- Extract provided:
==========
Songwriter Ruban Nielson’s many paranoid concerns relating to drugs, political smoke and mirrors and the ceaseless rise of the machines loom large on Sex & Food and the record is undoubtedly a more challenging and introverted prospect than the ebullient psych-pop of their previous album Multi-love. That being said, Unknown Mortal Orchestra’s latest is by no means a leaden or joyless affair.

For one thing, the album’s sticky production style is as vibrant and overripe as the “turning mango flesh”  Nielson wheezingly references on the sun bleached track ‘Chronos Feasts On His Children’. Viscous, syrupy residue seems to cling to every sound as jazzy chords and some of the band’s must beautifully crooked melodies float up from the depths of the record’s primordial ooze.  

What’s more, even when lyrical themes turn to such decidedly uncheery topics as ,”Fake democracies” and ”the age of paranoia” Nielson’s superior pop songwriting shines through unabated.  The reverb drenched and woozily danceable ‘Everyone Acts Crazy Nowadays’ for instance recalls Tame Impala’s gorgeous brand of psychedelic disco and showcases one of Nielson’s most vivacious and sunny vocal melodies, even as he delivers some of the records most sinister lyrics, “We’re growing in a vicious garden, we don’t complain”.

Similarly, on ‘Hunnybee’ the “Days are getting darker.” according to Nielson yet musically the song is easily the most purely pop moment to be found on Sex & Food. A dazzling, lightly funky track combining shivering strings and Nielson’s fluid, silvery guitar lines which drip seductively over Jacob Portrait’s taut elasticated bass line, building to a face-melting burst of Santana-esque guitar noodling,

Sex & Food is shot through with quicksilver shifts in tone, tempo and genre making this the band’s most stylistically varied release to date, running the gauntlet from spectral fingerpicked folk to warped R&B and searing psychedelic rock. ‘Major League Chemicals’ and ‘American Guilt’ give the band a chance to flex their muscles a little and represent some of the heaviest music Unknown Mortal Orchestra have ever committed to record. The former track bursts out of the box with a bluesy squall of guitar and organ straight out of Big Brother & The Holding Company’s playbook  while ‘American Guilt’ well and truly takes matters off road and over the edge of the ravine. Unleashing a savage gyroscopic guitar riff, the track barges blithely through the American cultural landscape as Nielson hoarsely decries the sorry state of the modern world with the immortal line,”Even the Nazis are crying”.
==========
- Source material:

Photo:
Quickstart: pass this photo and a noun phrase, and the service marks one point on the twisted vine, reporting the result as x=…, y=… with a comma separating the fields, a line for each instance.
==========
- Aim A: According to the album review, what was the name of the band's previous album?
- Aim B: Revise the album review, starting with "Songwriter Ruban Nielson’s" and going on through "record’s primordial ooze.", so that "psych-pop" becomes "synth-pop".
Use only the review, not the listing.

- Exercise response A: Multi-love

- Exercise response B:
Songwriter Ruban Nielson’s many paranoid concerns relating to drugs, political smoke and mirrors and the ceaseless rise of the machines loom large on Sex & Food and the record is undoubtedly a more challenging and introverted prospect than the ebullient synth-pop of their previous album Multi-love. That being said, Unknown Mortal Orchestra’s latest is by no means a leaden or joyless affair.

For one thing, the album’s sticky production style is as vibrant and overripe as the “turning mango flesh”  Nielson wheezingly references on the sun bleached track ‘Chronos Feasts On His Children’. Viscous, syrupy residue seems to cling to every sound as jazzy chords and some of the band’s must beautifully crooked melodies float up from the depths of the record’s primordial ooze.